_Excerpted passage:_
::::::::::

The bill improves consumer labeling clarity and protects traditional cheesemakers with a federal definition of "natural cheese," but it shifts costs and market risk onto some manufacturers and leaves questions about future FDA exclusions.
Consumers nationwide can identify true "natural cheese" more reliably because the bill creates clearer, standardized labeling rules.
Producers of traditionally made cheeses (especially small, artisanal businesses) gain statutory protection from misleading competition, helping preserve product reputation and value.
The bill creates a uniform national standard by preempting differing state rules, reducing a patchwork of state regulations for manufacturers and simplifying multi-state compliance.
Some manufacturers—particularly small and processed-cheese producers—will incur compliance costs to meet the new statutory definition (relabeling, reformulation, updated packaging), imposing financial burdens.
Products that previously used "natural" claims but do not meet the new definition could face enforcement actions, lost sales, and short-term market and supply-chain disruption (confusion in retail ordering and consumer choice).
Giving the FDA discretion to designate additional "process cheese" exclusions may create ongoing regulatory uncertainty for manufacturers about which products will qualify as "natural" in the future.

::::::::::

_Complete the following:_
[a] In the natural cheese bill summary, which agency gets discretion to designate additional "process cheese" exclusions?
[b] Reproduce the part of the natural cheese bill summary that opens with the words containing "Consumers nationwide can" and closes with "reputation and value.".
[c] Continue the natural cheese bill summary from the point where it stops.

::::::::::

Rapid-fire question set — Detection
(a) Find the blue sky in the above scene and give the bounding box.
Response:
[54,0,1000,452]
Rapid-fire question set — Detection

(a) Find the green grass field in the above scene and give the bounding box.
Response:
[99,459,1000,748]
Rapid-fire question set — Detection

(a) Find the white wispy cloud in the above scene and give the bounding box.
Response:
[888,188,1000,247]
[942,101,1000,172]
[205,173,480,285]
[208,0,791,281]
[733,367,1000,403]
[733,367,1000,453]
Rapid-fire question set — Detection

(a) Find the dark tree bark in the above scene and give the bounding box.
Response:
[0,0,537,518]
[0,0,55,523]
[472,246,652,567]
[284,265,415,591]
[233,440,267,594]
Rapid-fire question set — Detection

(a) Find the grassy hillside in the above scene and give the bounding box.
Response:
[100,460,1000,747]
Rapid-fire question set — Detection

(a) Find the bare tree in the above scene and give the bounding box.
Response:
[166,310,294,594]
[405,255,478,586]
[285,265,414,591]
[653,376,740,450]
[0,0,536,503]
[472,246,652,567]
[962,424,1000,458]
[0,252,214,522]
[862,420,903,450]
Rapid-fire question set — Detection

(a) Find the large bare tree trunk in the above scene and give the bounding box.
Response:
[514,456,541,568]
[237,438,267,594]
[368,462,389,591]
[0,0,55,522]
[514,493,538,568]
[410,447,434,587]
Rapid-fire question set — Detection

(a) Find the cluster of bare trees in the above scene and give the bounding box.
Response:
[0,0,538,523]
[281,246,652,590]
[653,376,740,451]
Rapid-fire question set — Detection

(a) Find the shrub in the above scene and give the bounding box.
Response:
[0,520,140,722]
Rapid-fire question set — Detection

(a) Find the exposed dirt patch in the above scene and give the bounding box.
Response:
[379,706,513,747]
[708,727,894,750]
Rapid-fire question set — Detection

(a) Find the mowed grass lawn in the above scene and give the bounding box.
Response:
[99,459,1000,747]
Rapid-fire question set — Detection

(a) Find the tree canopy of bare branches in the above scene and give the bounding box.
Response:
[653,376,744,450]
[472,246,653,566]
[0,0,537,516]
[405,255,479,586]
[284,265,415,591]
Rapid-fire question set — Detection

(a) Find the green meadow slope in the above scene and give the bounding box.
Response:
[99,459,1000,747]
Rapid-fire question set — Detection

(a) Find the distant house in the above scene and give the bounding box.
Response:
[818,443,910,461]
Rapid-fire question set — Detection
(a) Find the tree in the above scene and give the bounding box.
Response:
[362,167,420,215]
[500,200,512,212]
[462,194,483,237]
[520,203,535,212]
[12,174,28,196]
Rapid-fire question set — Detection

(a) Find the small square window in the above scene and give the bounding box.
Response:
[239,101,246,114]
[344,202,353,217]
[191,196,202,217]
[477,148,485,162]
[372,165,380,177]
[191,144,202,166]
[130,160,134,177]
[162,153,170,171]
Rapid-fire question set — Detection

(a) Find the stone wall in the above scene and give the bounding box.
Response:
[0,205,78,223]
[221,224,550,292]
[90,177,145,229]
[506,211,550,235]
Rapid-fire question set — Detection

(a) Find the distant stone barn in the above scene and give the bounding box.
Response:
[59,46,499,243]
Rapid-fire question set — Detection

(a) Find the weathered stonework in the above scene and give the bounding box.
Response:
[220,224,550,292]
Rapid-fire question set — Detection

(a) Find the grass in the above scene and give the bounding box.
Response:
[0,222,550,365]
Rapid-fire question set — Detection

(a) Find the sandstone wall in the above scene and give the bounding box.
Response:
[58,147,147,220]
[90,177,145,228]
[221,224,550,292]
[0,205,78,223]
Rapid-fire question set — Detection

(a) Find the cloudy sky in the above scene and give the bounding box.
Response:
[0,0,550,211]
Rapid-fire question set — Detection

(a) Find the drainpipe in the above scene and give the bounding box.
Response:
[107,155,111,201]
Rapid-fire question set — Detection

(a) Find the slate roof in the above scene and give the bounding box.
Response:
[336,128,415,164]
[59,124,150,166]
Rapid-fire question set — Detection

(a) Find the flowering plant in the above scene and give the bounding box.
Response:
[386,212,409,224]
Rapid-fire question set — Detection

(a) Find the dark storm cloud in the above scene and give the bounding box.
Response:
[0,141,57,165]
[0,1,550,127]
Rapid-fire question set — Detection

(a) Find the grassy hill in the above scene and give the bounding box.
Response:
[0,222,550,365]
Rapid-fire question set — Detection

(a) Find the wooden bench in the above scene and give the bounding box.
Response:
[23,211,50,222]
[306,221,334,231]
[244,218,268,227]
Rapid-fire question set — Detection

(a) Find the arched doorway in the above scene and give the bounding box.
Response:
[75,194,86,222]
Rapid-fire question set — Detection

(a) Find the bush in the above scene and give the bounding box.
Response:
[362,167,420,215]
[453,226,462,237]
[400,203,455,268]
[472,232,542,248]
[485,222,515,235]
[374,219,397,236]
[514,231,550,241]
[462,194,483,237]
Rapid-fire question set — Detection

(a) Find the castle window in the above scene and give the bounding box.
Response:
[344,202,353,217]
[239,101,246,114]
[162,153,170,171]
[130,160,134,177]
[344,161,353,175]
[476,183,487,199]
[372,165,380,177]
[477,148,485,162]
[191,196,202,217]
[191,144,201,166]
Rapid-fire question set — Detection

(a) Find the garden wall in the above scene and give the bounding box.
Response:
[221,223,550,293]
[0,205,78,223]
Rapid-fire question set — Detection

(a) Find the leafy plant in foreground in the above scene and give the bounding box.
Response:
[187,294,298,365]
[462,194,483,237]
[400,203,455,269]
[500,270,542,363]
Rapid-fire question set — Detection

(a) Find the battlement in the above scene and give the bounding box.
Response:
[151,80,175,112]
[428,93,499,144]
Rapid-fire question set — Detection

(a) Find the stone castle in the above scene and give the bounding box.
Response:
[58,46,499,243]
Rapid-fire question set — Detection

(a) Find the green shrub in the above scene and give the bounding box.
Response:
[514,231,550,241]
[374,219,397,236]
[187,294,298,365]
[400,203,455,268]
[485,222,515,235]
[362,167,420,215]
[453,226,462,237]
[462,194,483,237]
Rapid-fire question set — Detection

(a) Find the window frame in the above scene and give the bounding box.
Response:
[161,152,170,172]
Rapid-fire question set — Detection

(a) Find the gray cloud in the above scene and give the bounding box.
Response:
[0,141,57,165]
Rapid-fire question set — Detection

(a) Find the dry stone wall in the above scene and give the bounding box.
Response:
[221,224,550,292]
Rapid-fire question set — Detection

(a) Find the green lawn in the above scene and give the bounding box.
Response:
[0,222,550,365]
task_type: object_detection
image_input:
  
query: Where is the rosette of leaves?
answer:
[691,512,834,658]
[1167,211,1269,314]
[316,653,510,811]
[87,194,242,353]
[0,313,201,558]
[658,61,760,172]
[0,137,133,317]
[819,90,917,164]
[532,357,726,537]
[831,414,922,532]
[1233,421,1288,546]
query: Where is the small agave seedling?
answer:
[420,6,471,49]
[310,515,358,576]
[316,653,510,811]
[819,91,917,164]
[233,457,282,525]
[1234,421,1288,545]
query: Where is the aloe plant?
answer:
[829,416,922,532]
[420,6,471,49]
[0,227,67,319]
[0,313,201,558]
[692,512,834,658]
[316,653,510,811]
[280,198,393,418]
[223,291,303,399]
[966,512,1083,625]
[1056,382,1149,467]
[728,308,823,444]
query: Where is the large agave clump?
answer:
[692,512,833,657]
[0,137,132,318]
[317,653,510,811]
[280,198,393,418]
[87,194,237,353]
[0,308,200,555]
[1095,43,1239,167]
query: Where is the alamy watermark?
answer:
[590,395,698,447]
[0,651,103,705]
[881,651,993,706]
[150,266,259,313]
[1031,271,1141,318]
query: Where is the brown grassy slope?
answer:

::::::::::

_Task-by-task answers:_
[a] The FDA.

[b]
Consumers nationwide can identify true "natural cheese" more reliably because the bill creates clearer, standardized labeling rules.
Producers of traditionally made cheeses (especially small, artisanal businesses) gain statutory protection from misleading competition, helping preserve product reputation and value.

[c]
Based on analysis of 3 sections of legislative text.
Creates a federal definition of “natural cheese” and bans using that label unless the product meets the new legal definition, with limited agency-guided exceptions.
Introduced February 14, 2025 by Bryan Steil · Last progress February 14, 2025
Defines “natural cheese” in federal food law and makes it unlawful to label a product as "natural cheese" (or use related unqualified claims) unless the product meets that new legal definition. The definition ties "natural cheese" to traditional coagulation-based cheesemaking (using milk-derived proteins, rennet or similar coagulating agents, partial whey drainage, or conformity with established standards of identity) and excludes a set of processed cheese products and any products the Secretary of Agriculture designates as process cheese.